** What to do **
Your response should be the listing below, repeated exactly and in full.
Start of Block
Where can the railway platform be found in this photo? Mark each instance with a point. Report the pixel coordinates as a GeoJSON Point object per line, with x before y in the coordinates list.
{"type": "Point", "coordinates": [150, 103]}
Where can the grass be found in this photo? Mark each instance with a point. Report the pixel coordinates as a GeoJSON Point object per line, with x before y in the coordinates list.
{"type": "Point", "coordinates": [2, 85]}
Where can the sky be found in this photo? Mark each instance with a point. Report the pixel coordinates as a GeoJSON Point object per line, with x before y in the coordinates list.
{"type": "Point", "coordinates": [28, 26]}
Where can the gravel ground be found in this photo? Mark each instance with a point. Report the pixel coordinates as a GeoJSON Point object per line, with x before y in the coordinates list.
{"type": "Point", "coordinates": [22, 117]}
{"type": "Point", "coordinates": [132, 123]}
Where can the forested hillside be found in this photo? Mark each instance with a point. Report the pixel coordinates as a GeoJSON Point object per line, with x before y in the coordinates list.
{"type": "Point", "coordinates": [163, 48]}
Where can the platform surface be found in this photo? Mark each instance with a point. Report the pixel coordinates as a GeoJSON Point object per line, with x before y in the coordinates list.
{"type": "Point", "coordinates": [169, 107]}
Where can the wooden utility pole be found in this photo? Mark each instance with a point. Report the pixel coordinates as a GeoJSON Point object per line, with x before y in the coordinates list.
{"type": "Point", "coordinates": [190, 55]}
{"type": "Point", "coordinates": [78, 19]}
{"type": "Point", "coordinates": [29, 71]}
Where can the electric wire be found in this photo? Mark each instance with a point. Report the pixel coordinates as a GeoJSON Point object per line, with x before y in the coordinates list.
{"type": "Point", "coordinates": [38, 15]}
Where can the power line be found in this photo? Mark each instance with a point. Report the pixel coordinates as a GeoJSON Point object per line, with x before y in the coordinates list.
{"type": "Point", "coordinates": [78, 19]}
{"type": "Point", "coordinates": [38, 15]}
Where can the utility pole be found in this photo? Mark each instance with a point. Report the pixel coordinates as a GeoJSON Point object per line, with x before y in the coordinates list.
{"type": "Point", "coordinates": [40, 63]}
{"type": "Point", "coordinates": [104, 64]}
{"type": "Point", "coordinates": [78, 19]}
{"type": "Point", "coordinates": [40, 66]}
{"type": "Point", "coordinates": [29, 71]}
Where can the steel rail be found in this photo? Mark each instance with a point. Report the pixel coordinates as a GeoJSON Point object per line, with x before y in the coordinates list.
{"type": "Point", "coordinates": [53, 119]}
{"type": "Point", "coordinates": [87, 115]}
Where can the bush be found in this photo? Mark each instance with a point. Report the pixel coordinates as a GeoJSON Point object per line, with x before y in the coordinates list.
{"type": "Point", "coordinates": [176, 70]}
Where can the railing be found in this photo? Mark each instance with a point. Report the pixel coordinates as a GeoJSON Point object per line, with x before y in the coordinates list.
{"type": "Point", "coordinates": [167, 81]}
End of Block
** Problem solution **
Where can the railway platform be found in this photo? Mark each instance with a point. Report the pixel coordinates as a GeoJSON Point object per line, with x before y in the coordinates list.
{"type": "Point", "coordinates": [150, 103]}
Where can the grass be found in this photo? Mark each instance with a point. Report the pixel coordinates as a GeoJSON Point object per line, with x before y in the coordinates list.
{"type": "Point", "coordinates": [2, 85]}
Where can the sky be found in this photo? Mark each instance with a point. Report the pixel coordinates as a GeoJSON Point object per line, with x before y in the coordinates list.
{"type": "Point", "coordinates": [28, 26]}
Where can the gravel ground be found in this photo? Mark each instance with a point. Report the pixel coordinates as a GeoJSON Point object per line, with x before y in the coordinates list.
{"type": "Point", "coordinates": [22, 117]}
{"type": "Point", "coordinates": [132, 123]}
Where can the forested hillside be found in this photo? Mark each instance with a point. Report the pixel coordinates as a GeoJSON Point object per line, with x before y in the coordinates list.
{"type": "Point", "coordinates": [163, 48]}
Where can the platform surface be found in this photo? Mark each instance with a point. Report the pixel coordinates as a GeoJSON Point object per line, with x before y in the coordinates list.
{"type": "Point", "coordinates": [169, 107]}
Where can the wooden utility pole be found in this photo? Mark each instance with a point. Report the pixel coordinates as a GeoJSON Point object per line, with x before y in the coordinates list.
{"type": "Point", "coordinates": [190, 55]}
{"type": "Point", "coordinates": [78, 19]}
{"type": "Point", "coordinates": [29, 71]}
Where can the electric wire be found in this photo? Mark each instance with a point. Report the pixel coordinates as a GeoJSON Point object per line, with x before y in the coordinates list.
{"type": "Point", "coordinates": [38, 15]}
Where can the power line be found in this photo? Mark each instance with a point. Report the pixel coordinates as a GeoJSON Point object per line, with x before y in the coordinates list.
{"type": "Point", "coordinates": [78, 19]}
{"type": "Point", "coordinates": [38, 15]}
Where can the utility pole be found in this photo? Mark each instance with a point. Report the pixel coordinates as a GeoJSON Point object per line, with x before y in the coordinates list.
{"type": "Point", "coordinates": [40, 63]}
{"type": "Point", "coordinates": [104, 64]}
{"type": "Point", "coordinates": [78, 19]}
{"type": "Point", "coordinates": [40, 66]}
{"type": "Point", "coordinates": [29, 71]}
Where can the steel rail be found in this photo? Mark each instance with a point. Report the pixel coordinates as a GeoJSON Point object per line, with x before y in the coordinates list.
{"type": "Point", "coordinates": [53, 119]}
{"type": "Point", "coordinates": [87, 115]}
Where can the bush be found in this photo? Mark each instance with a point. Report the pixel coordinates as a GeoJSON Point object per line, with x before y in the coordinates list.
{"type": "Point", "coordinates": [176, 70]}
Where can the railing be found in this photo? Mark each instance with a point. Report the pixel coordinates as a GeoJSON Point object per line, with x before y in the coordinates list.
{"type": "Point", "coordinates": [167, 81]}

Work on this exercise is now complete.